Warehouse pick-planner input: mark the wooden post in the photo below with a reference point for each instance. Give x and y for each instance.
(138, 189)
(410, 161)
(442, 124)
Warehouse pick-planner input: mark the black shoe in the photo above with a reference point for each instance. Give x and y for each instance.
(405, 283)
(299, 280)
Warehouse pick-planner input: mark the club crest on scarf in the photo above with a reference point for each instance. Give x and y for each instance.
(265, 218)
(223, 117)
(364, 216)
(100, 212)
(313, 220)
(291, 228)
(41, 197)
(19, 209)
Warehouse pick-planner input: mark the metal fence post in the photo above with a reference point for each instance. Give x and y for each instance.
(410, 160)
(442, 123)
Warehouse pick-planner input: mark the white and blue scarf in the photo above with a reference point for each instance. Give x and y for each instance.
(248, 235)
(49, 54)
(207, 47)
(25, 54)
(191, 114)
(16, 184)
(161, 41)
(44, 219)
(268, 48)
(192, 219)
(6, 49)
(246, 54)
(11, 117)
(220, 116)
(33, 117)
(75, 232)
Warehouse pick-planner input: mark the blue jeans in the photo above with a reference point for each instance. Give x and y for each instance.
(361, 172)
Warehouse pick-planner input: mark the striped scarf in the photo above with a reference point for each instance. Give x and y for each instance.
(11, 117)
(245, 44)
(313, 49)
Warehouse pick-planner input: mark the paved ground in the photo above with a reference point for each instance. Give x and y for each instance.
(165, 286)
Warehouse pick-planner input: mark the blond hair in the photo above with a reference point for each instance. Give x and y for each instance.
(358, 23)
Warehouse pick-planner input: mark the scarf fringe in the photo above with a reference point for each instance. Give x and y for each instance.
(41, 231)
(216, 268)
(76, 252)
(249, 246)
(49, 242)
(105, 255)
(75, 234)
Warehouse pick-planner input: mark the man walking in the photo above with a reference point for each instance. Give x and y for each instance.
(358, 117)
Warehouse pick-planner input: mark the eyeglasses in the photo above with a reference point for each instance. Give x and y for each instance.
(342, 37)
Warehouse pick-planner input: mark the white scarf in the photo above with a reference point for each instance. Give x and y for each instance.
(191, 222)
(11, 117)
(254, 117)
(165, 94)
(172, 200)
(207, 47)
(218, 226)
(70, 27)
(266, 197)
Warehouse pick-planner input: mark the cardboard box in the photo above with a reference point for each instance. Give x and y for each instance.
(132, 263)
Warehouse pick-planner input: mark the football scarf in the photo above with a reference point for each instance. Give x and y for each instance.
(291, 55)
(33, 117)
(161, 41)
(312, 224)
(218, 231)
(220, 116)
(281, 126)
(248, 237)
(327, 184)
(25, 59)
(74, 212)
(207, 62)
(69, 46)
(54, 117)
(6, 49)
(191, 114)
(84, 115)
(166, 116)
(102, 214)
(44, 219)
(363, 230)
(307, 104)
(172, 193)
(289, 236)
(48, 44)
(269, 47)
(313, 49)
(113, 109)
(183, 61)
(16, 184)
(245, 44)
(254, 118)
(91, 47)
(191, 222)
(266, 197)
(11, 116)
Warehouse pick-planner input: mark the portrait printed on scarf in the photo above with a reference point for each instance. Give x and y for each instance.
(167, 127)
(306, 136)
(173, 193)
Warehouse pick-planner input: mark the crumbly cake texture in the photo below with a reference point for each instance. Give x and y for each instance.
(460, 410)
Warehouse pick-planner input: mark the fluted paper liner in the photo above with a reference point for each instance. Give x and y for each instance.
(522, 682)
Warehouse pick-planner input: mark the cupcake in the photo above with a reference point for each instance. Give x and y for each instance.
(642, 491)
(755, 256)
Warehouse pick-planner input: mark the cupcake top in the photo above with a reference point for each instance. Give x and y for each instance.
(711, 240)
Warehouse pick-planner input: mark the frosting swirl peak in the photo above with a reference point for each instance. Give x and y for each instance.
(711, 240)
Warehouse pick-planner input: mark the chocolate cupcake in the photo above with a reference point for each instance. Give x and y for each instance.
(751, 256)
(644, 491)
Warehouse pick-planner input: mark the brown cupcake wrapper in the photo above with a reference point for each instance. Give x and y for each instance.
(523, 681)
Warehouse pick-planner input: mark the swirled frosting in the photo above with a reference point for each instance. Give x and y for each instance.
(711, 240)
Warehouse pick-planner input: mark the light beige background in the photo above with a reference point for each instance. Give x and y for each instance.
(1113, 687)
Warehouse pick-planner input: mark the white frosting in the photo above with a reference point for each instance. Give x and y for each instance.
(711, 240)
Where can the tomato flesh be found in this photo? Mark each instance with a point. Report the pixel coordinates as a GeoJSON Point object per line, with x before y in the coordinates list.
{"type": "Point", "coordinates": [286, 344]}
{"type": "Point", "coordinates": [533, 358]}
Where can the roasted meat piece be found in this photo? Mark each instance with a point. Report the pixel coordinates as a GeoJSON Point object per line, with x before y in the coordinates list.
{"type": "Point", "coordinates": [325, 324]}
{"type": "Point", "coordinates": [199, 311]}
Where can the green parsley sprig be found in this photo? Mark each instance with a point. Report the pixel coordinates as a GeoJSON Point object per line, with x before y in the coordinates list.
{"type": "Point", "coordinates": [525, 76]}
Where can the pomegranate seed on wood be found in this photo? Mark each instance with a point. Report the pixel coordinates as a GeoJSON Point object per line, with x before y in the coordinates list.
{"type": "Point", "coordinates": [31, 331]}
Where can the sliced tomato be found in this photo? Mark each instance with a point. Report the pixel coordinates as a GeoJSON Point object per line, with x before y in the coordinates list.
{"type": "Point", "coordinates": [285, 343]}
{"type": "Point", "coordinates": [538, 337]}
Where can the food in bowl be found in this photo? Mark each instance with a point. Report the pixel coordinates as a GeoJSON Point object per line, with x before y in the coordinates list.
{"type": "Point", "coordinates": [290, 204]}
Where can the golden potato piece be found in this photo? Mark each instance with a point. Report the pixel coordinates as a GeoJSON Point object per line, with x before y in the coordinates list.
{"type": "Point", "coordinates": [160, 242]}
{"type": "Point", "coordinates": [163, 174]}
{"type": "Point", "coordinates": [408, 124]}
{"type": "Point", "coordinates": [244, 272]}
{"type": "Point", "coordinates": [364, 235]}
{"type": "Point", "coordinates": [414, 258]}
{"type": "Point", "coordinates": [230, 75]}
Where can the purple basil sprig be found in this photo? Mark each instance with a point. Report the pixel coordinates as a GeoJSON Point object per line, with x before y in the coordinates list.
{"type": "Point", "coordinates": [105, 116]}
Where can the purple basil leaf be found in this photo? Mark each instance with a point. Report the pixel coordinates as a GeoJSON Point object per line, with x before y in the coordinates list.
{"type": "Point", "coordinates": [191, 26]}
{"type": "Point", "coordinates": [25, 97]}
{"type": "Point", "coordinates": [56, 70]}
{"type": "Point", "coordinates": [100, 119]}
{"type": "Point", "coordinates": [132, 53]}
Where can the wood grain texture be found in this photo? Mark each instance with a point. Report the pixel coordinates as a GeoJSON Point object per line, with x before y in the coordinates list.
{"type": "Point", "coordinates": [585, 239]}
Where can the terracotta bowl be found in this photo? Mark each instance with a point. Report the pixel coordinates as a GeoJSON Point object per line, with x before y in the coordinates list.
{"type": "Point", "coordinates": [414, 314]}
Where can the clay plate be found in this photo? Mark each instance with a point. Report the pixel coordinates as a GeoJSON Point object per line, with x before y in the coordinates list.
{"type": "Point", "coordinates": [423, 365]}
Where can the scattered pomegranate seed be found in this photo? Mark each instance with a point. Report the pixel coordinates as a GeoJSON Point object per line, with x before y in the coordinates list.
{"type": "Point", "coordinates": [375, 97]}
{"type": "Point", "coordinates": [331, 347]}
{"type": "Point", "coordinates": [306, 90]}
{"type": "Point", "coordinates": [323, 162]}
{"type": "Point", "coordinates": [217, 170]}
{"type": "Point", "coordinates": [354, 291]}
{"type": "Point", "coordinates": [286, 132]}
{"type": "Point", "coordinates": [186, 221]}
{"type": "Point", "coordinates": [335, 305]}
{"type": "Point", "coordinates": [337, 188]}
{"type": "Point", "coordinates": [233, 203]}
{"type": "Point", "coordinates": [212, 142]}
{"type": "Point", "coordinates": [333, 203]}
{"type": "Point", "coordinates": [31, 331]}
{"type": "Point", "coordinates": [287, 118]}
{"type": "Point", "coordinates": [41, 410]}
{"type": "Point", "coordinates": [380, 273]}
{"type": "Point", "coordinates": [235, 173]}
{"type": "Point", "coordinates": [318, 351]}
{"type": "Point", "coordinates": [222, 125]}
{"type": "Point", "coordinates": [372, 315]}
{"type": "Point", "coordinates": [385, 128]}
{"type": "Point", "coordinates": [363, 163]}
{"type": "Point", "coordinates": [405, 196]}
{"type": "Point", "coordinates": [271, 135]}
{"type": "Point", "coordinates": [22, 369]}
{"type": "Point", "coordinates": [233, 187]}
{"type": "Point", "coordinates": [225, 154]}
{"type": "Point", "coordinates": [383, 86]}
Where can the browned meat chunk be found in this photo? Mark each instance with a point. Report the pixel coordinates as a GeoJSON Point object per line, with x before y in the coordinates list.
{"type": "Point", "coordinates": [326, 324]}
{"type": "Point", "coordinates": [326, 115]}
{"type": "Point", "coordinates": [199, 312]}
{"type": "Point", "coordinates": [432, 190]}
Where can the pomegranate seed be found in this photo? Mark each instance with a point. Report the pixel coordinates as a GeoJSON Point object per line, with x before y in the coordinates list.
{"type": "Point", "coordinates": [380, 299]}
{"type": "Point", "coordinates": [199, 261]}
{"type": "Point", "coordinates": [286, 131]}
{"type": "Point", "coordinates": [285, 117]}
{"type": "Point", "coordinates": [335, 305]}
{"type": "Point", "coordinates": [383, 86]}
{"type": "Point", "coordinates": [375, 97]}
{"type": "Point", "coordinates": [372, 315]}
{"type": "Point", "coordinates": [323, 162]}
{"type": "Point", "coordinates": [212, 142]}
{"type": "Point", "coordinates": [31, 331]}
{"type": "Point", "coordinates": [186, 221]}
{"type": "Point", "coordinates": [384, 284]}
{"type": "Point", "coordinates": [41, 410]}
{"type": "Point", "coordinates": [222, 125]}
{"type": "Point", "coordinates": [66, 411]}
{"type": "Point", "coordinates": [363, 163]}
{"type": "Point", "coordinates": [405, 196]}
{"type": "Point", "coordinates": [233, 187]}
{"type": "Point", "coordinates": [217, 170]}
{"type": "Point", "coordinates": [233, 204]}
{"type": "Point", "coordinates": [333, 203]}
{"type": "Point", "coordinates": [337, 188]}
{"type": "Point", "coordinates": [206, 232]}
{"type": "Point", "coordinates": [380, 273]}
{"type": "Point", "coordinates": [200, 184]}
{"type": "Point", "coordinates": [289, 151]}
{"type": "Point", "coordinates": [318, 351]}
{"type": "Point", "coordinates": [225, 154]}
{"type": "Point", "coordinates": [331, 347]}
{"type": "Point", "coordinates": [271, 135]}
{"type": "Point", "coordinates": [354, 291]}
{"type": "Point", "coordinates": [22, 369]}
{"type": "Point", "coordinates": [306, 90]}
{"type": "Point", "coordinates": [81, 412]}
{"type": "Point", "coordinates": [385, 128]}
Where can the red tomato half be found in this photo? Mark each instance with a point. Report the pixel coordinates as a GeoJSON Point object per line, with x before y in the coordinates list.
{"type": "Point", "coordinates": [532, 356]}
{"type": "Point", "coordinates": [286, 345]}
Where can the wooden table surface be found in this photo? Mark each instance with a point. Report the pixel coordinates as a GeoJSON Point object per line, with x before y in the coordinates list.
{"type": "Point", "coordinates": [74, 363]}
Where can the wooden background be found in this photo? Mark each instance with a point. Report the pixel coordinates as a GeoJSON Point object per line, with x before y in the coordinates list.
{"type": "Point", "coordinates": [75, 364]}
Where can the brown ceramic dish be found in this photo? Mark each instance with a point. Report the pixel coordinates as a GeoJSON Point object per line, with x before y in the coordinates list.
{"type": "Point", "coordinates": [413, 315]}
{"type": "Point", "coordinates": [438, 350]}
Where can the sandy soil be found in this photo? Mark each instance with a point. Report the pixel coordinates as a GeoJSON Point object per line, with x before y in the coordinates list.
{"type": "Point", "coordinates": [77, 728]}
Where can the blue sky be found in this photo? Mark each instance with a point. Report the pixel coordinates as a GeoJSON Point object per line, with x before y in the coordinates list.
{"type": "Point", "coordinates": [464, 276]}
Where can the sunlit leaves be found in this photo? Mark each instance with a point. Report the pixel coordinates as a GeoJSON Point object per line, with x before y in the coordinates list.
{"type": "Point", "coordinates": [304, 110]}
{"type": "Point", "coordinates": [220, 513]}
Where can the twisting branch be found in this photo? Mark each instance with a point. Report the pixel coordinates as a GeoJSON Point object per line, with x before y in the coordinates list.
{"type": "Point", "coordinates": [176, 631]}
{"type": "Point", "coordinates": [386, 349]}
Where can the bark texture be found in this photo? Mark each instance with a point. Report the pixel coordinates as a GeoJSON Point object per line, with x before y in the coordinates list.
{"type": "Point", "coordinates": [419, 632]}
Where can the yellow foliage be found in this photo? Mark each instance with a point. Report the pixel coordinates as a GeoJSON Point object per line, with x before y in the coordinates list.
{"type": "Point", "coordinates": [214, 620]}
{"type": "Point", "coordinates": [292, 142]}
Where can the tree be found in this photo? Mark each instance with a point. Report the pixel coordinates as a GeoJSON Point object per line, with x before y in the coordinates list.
+===+
## YOUR INSTRUCTIONS:
Extract the lines above from the one containing "Where can the yellow" to the last line, both included, exactly as written.

## EXPECTED OUTPUT:
Where can the yellow foliage be found in this photo? Mark each instance with a point. Report the pixel coordinates as a GeoJSON Point object per line, with x before y in the coordinates list.
{"type": "Point", "coordinates": [214, 620]}
{"type": "Point", "coordinates": [292, 142]}
Where can the tree be found in this photo? Mark each instance with a point. Report the pixel coordinates as a GeoJSON Point object per line, with x before y in the coordinates list.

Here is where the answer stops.